**TAREA CORTA**
Edita el texto sobre la represa de Salto Grande: vuelve a escribir la parte que va entre "Pero todo empezó" y "en la zona.", ambos incluidos, cambiando "acta" por "acuerdo".

**FRAGMENTO DEL TEXTO**
___

Desde el cielo se puede ver cómo la fuerza del río Uruguay es detenida por un paredón. Arrinconada como energía potencial, descansa el agua en una laguna a la espera de ser transformada en electricidad. El río pasa por un centro de máquinas generando energía cinética y luego hidráulica. Tras recorrer las hélices de las turbinas, el agua regresa a su curso con total tranquilidad.
En segundos sucede la magia. La fuerza del agua es transformada y enviada a la velocidad de la luz por cables de alta tensión hasta Montevideo, para que UTE le baje el voltaje y sea de uso doméstico.
La represa tiene 52 metros de ancho y 69 metros de altura. Para hacerse una idea: más o menos como el Estadio Centenario de alto o 51 automóviles uno arriba del otro.
Al ingresar al predio de 550 hectáreas del Complejo Hidroeléctrico Binacional de Salto Grande, todo llama la atención. Hay varios caminos internos que llevan a distintas áreas, como talleres, almacenes, laboratorios y sala de máquinas. El movimiento de las camionetas 4×4 que circulan por esos caminos es continuo. Muchos de los trabajadores dicen que es un pueblo, es que hay hasta un puente interno por el que se puede llegar a territorio argentino sin ningún tipo de trámite.
Estamos en tierras binacionales a la altura del río, no hay aduana ni migraciones, tampoco free shops para comprar. Hay turbinas, hay generadores, hay gente trabajando con casco de seguridad y chaleco reflector. Es una central produciendo las 24 horas del día, los 365 días del año; la frontera natural que impone el río Uruguay no existe a esta altura. Los operarios son argentinos y uruguayos y, como lo fue desde su construcción, se busca una paridad. Esta es tan solo una de las tantas particularidades de esta obra que se comenzó a ejecutar el 1° de abril de 1974, en plena Guerra Fría y con Uruguay ya en dictadura. Se terminó a inicios de 1983, cuando los regímenes militares se acercaban a su fin en ambos países. La construcción implicó el trabajo conjunto de Unión Soviética, Japón, Italia y Francia.
Pero todo empezó mucho antes, cuando el fantasma de la Segunda Guerra Mundial estaba muy presente, y el mundo aún no se dividía en dos grandes bloques. En 1938 se firmó un acta entre los gobiernos de Uruguay y Argentina para aprovechar la fuerza hidráulica del río. Y en 1946 se firmó un convenio para establecer una comisión técnica mixta con la finalidad de obtener beneficios de los rápidos en la zona.

___

[Datos de anotación por puntos]
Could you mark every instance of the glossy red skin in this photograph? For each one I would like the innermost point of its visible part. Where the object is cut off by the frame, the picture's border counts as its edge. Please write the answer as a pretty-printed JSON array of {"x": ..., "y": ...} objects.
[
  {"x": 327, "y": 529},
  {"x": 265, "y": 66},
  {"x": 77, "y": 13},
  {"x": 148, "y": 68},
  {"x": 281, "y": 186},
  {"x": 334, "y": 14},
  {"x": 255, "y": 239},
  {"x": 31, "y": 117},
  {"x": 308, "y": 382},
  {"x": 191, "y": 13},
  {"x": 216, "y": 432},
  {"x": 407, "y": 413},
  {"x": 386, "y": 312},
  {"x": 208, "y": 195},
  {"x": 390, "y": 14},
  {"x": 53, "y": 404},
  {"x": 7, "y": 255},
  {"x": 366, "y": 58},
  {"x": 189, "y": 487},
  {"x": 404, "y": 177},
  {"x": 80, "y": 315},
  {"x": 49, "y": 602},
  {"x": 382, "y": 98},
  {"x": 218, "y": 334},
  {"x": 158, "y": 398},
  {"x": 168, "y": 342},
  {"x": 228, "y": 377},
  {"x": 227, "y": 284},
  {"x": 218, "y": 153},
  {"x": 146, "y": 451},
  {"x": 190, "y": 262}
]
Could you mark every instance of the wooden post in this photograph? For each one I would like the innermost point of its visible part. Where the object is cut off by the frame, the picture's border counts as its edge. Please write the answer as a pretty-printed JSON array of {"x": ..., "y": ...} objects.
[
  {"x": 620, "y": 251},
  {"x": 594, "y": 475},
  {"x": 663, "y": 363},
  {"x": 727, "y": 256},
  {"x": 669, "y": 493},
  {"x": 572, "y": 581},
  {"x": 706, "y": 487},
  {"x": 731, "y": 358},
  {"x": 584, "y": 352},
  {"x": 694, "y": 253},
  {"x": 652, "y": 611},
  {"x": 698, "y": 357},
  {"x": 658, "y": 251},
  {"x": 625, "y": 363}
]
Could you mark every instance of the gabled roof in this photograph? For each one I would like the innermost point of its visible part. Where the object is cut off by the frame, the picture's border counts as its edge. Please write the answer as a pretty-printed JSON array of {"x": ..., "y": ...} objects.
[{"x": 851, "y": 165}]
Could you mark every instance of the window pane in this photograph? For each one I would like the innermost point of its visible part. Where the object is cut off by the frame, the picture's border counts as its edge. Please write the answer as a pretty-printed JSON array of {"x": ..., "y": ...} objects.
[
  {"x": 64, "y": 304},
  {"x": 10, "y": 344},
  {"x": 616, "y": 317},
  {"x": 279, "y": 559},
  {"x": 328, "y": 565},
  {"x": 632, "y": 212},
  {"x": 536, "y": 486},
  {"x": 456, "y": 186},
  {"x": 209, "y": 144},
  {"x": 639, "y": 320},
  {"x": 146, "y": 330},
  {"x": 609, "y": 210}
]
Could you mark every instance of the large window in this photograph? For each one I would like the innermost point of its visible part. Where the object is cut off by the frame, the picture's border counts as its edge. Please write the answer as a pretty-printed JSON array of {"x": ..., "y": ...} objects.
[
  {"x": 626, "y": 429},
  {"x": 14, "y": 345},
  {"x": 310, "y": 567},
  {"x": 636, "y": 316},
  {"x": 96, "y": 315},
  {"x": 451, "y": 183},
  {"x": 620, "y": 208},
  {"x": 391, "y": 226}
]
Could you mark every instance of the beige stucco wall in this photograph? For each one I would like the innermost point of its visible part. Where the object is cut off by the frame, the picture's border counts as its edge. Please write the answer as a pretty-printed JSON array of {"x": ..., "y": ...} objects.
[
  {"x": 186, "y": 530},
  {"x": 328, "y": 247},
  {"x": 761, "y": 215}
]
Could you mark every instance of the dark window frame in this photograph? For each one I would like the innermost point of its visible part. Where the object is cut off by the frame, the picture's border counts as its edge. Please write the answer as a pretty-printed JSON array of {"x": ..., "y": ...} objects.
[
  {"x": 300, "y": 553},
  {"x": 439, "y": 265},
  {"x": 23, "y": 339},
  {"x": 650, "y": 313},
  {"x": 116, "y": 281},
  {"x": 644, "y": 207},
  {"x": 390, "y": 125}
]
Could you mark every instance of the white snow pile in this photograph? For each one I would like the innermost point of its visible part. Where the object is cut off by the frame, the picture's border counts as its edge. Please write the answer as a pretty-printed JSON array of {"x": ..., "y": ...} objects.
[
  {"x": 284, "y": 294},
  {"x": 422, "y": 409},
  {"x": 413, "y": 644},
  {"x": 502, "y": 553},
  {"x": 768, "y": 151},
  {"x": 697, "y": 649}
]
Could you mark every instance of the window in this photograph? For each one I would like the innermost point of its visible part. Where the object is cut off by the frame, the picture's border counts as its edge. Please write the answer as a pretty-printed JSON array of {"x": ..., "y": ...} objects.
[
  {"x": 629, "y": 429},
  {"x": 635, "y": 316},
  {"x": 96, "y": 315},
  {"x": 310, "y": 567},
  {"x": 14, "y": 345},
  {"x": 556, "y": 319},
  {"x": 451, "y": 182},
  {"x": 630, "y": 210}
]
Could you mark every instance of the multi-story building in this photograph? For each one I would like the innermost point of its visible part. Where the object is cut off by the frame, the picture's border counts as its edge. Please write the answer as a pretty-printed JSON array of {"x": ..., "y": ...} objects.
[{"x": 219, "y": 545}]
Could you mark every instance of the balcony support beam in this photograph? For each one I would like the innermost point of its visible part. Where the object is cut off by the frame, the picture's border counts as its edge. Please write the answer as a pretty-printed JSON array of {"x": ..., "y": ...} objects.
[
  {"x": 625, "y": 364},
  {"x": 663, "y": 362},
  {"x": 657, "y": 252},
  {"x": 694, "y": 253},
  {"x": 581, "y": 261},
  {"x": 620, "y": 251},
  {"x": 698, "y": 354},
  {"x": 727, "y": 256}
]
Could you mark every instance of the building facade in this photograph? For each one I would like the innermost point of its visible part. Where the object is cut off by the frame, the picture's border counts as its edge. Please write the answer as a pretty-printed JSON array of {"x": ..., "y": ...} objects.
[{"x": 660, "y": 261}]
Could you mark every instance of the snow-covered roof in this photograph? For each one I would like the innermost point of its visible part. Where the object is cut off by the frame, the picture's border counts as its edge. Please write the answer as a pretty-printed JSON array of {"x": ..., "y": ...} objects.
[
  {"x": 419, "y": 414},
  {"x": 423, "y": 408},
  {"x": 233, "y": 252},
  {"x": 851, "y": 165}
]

___

**RESPUESTA ESCRITA**
Pero todo empezó mucho antes, cuando el fantasma de la Segunda Guerra Mundial estaba muy presente, y el mundo aún no se dividía en dos grandes bloques. En 1938 se firmó un acuerdo entre los gobiernos de Uruguay y Argentina para aprovechar la fuerza hidráulica del río. Y en 1946 se firmó un convenio para establecer una comisión técnica mixta con la finalidad de obtener beneficios de los rápidos en la zona.